--- Begin Exercise inputs ---

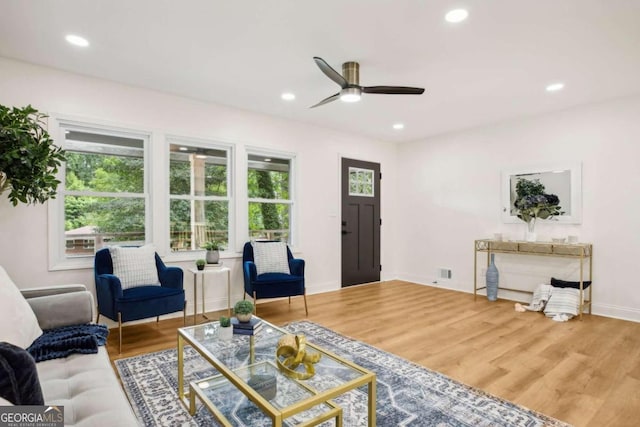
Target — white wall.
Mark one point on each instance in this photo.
(438, 195)
(449, 193)
(23, 229)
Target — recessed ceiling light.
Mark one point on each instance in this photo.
(77, 40)
(554, 87)
(456, 15)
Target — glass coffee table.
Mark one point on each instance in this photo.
(249, 378)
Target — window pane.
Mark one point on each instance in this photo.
(93, 222)
(210, 222)
(269, 221)
(104, 163)
(208, 167)
(268, 179)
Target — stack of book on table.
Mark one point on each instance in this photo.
(246, 328)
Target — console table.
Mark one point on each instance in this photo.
(583, 252)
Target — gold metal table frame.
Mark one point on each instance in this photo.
(187, 336)
(583, 252)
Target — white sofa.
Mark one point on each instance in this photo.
(85, 384)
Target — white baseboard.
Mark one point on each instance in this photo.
(617, 312)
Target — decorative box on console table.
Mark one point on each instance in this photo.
(583, 252)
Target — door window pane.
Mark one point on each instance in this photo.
(361, 182)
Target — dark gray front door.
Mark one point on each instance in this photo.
(360, 222)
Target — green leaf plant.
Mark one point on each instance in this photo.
(29, 159)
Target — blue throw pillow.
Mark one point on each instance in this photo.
(557, 283)
(19, 382)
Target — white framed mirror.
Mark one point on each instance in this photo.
(563, 180)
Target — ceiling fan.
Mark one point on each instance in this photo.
(349, 82)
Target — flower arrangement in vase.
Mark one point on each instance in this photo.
(533, 203)
(213, 249)
(243, 310)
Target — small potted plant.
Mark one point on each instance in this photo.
(243, 310)
(213, 254)
(225, 331)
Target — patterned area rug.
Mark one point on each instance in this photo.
(407, 394)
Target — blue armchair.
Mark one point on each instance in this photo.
(140, 302)
(273, 285)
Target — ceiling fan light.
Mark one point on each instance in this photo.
(350, 94)
(456, 15)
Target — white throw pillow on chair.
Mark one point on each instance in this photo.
(18, 323)
(135, 266)
(270, 257)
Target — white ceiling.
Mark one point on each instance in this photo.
(492, 67)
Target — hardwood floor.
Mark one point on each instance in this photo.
(586, 373)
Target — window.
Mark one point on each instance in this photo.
(104, 196)
(269, 182)
(198, 195)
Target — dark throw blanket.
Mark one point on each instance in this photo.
(61, 342)
(19, 382)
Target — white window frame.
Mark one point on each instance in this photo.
(191, 255)
(292, 201)
(58, 125)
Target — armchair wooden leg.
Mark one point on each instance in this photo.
(119, 333)
(306, 311)
(255, 306)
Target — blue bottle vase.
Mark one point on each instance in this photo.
(492, 280)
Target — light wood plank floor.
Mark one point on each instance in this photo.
(586, 373)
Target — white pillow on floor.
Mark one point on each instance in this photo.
(18, 323)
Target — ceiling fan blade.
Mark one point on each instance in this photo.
(327, 100)
(393, 90)
(330, 72)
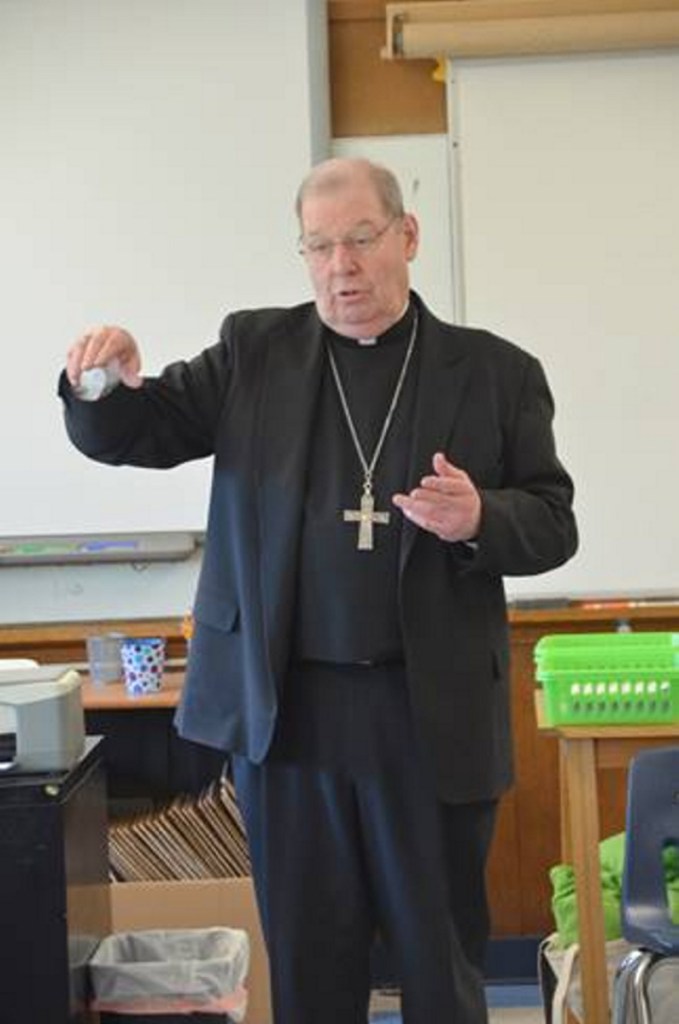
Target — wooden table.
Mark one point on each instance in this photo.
(583, 751)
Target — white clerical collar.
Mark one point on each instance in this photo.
(373, 341)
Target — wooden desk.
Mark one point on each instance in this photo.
(113, 696)
(583, 751)
(146, 762)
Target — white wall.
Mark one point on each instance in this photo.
(565, 179)
(151, 151)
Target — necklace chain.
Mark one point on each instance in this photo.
(369, 467)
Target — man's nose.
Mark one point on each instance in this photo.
(342, 257)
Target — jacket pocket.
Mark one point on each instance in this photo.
(218, 612)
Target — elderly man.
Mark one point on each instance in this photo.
(376, 474)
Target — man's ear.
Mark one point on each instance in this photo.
(412, 236)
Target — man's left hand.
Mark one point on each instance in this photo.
(447, 503)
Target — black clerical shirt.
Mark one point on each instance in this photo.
(347, 607)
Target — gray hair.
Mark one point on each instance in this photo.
(332, 175)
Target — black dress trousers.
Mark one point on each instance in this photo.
(348, 840)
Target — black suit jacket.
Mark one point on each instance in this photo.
(249, 402)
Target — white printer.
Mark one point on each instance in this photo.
(41, 706)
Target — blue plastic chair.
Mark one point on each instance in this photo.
(652, 824)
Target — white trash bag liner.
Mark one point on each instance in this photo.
(203, 968)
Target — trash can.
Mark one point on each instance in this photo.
(180, 976)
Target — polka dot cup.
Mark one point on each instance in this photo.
(143, 659)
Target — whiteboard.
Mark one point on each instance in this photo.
(565, 197)
(151, 152)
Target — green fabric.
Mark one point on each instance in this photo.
(611, 858)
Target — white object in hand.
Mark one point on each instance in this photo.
(98, 381)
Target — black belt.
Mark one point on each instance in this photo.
(369, 663)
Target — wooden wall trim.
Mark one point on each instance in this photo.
(497, 28)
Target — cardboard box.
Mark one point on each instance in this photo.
(228, 902)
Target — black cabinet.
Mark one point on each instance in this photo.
(53, 889)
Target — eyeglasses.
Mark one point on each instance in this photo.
(319, 250)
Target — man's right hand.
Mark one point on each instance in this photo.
(101, 345)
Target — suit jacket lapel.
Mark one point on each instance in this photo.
(292, 376)
(442, 377)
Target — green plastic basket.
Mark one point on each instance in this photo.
(609, 678)
(605, 697)
(618, 651)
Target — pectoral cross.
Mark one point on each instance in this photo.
(366, 516)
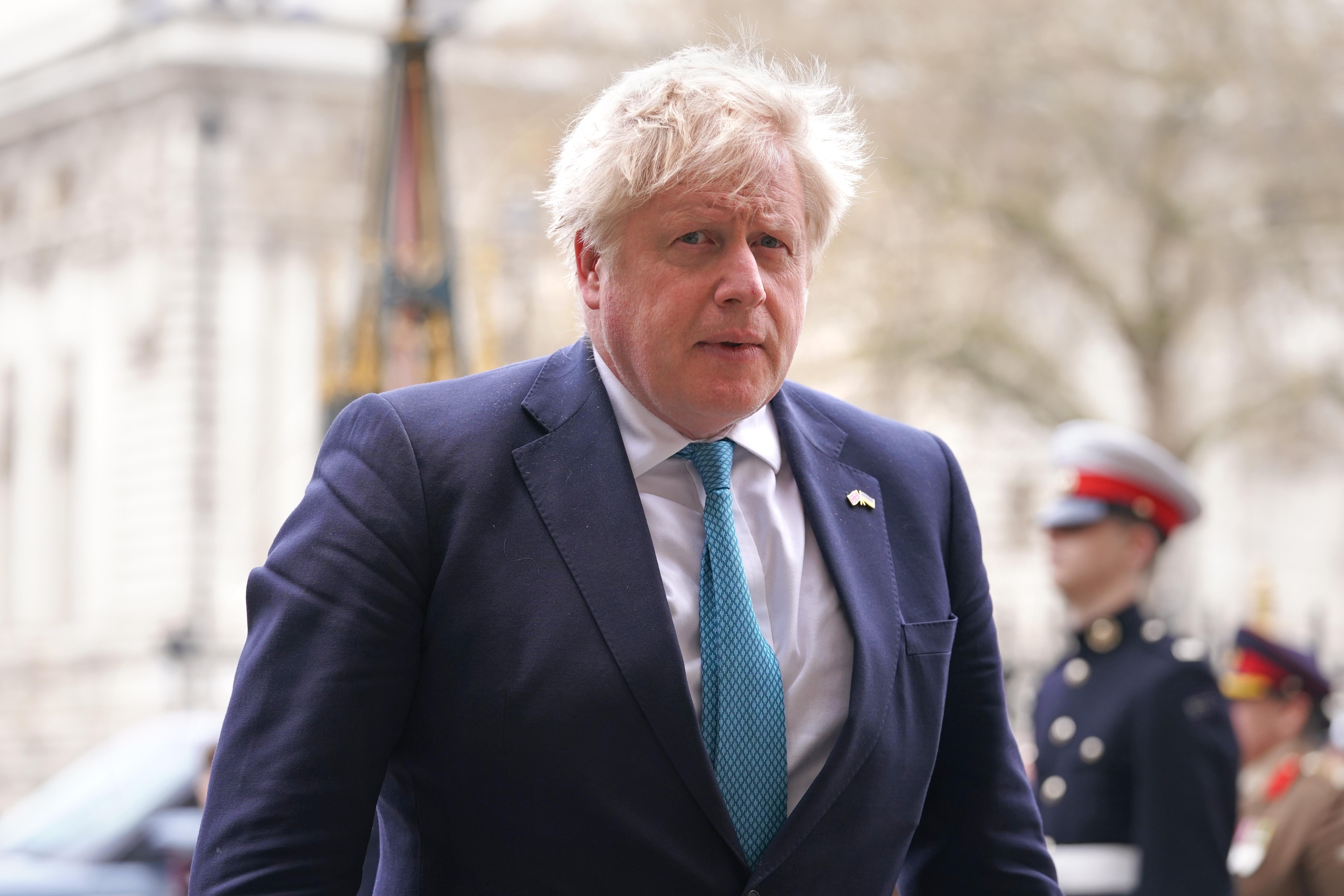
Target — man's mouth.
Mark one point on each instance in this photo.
(732, 350)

--- End Exercise inputs ---

Direction: Print out the material word for word, omitting the pictures.

Expected answer:
Target — white wall.
Mark one point on each instance in this photo.
(438, 195)
(449, 193)
(23, 229)
Target — recessed ceiling light.
Mark one point on each instance in this photo.
(77, 40)
(554, 87)
(456, 15)
Target — glass coffee table.
Mark one point on each instance in this photo.
(249, 378)
Target — window pane.
Mark one point on each instance in this photo.
(93, 222)
(210, 222)
(269, 221)
(104, 163)
(208, 167)
(268, 179)
Target — stack of book on table.
Mark one point on each instance in this photo.
(246, 328)
Target — console table.
Mark one point on each instance in this photo.
(583, 252)
Target — gold metal table frame.
Mark one point on each instance in this photo.
(187, 336)
(583, 252)
Target — white sofa.
Mark one point on each instance in this photo.
(85, 384)
Target — white baseboard.
Mark one point on each instance in this photo.
(617, 312)
Target — decorative box on console table.
Mark one point on each instance in this photo.
(583, 252)
Target — door window pane.
Mark one point on each instance in this photo.
(361, 182)
Target — dark gray front door.
Mark one point on each instance in this photo.
(360, 222)
Target — green leaf plant.
Mark one point on each instance in this photo.
(29, 159)
Target — blue throw pillow.
Mark one point on each instance in this photo.
(557, 283)
(19, 382)
Target — white framed mirror.
Mark one point on each instance in this photo.
(563, 180)
Target — ceiling fan.
Mark one point on each instance in this photo.
(349, 82)
Target — flower arrangement in vase.
Mark one point on each instance in this photo.
(533, 203)
(213, 249)
(243, 310)
Target — small potted plant.
Mark one point on each instance in this photo.
(243, 310)
(213, 254)
(225, 331)
Target — patterned area rug.
Mark one point on each instance in this photo.
(407, 394)
Target — blue armchair.
Mark one point on each instance in this photo.
(140, 302)
(273, 285)
Target — ceiling fan light.
Mark one point on each instance in this photo.
(350, 94)
(456, 15)
Target — white throw pillow on chair.
Mark one point on each instance in this photo.
(18, 323)
(135, 266)
(270, 257)
Target — white ceiling.
Mark one point on each instance in this photo.
(492, 67)
Target — hardwood floor.
Mark one point on each instance in this photo.
(586, 373)
Target — window.
Mark one point on each instance in this photo.
(104, 196)
(269, 182)
(198, 195)
Target — dark throw blanket.
Mark one point on each instance in this photo.
(61, 342)
(19, 382)
Target — white window frame.
Mark one point on each instance in this photo.
(191, 255)
(292, 201)
(58, 125)
Target — armchair wooden leg.
Mark one point on each instance in this photo.
(119, 333)
(306, 311)
(255, 306)
Target — blue bottle vase.
Mark one point on each instance in this photo.
(492, 280)
Target — light wood plank floor.
Mark one point on each instance in this photo.
(586, 373)
Target — white pillow on floor.
Mark one point on each instance in this photo.
(18, 323)
Target — ceiling fan blade.
Mark one point on each instance in this photo.
(327, 100)
(393, 90)
(330, 72)
Target — wooden table.
Mark one point on each instance in this photo.
(583, 751)
Target — white clerical collar.
Mark one point on each instance in this photo.
(373, 341)
Target — wooden desk.
Mark one point on each instance in this photo.
(113, 696)
(583, 751)
(146, 762)
Target — white wall.
Mark one point on each instance in this photo.
(565, 179)
(151, 151)
Target — necklace chain.
Mark one point on each instance in this photo.
(369, 467)
Target — man's nose.
Mark one point on each instance in this photo.
(342, 257)
Target — jacket pocket.
Mark one point on each instance in this photo.
(218, 612)
Target — elderly man.
Mark one point on each instance in this photo.
(376, 474)
Target — man's ear.
Mark one point on each instance in this photo.
(412, 236)
Target — man's left hand.
Mark one point on each instance in this photo.
(447, 503)
Target — black clerical shirt.
Mark one point on each instance in this photo.
(347, 607)
Target — gray hair.
Mark one point on each instance in this photo.
(332, 175)
Target — black dress trousers.
Mark one point on each instance in this photo.
(348, 840)
Target — black suit jacket.
Mark one point on each instance in this photo.
(249, 402)
Target — white printer.
Mark one point on each instance in this photo.
(41, 706)
Target — blue plastic chair.
Mark one point on each instance in this photo.
(652, 824)
Target — white trash bag liner.
Mark one point on each instance in this photo.
(203, 968)
Target — trash can.
Mark one point on each instance in this photo.
(180, 976)
Target — polka dot cup.
Mark one point on each instance in this photo.
(143, 659)
Target — whiteboard.
Mark one point on each instance in this photo.
(565, 197)
(151, 152)
Target — green fabric.
Mark one point on each instance in this photo.
(611, 858)
Target — white object in hand.
Mark one point on each instance in this photo.
(98, 381)
Target — black belt.
Mark one point on each instance in this photo.
(369, 663)
Target — wooden wall trim.
Mark one point on each instance in this photo.
(497, 28)
Target — cardboard box.
Mark one point on each instance in this photo.
(228, 902)
Target — black cabinet.
Mark one point on each instance in this photo.
(53, 889)
Target — eyeglasses.
Mark one point on each instance in this photo.
(319, 250)
Target — man's right hand.
Mark one point on each instance in this photo.
(101, 345)
Target — suit jacket lapel.
Mark one point on each instance in this photo.
(292, 376)
(442, 377)
Target — green plastic basket.
Mark one point on each instance in this photo.
(609, 678)
(605, 697)
(618, 651)
Target — pectoral cross.
Mark one point on each instance in this photo.
(366, 516)
Target — man's mouth.
Mark one point on each instance in this photo.
(732, 350)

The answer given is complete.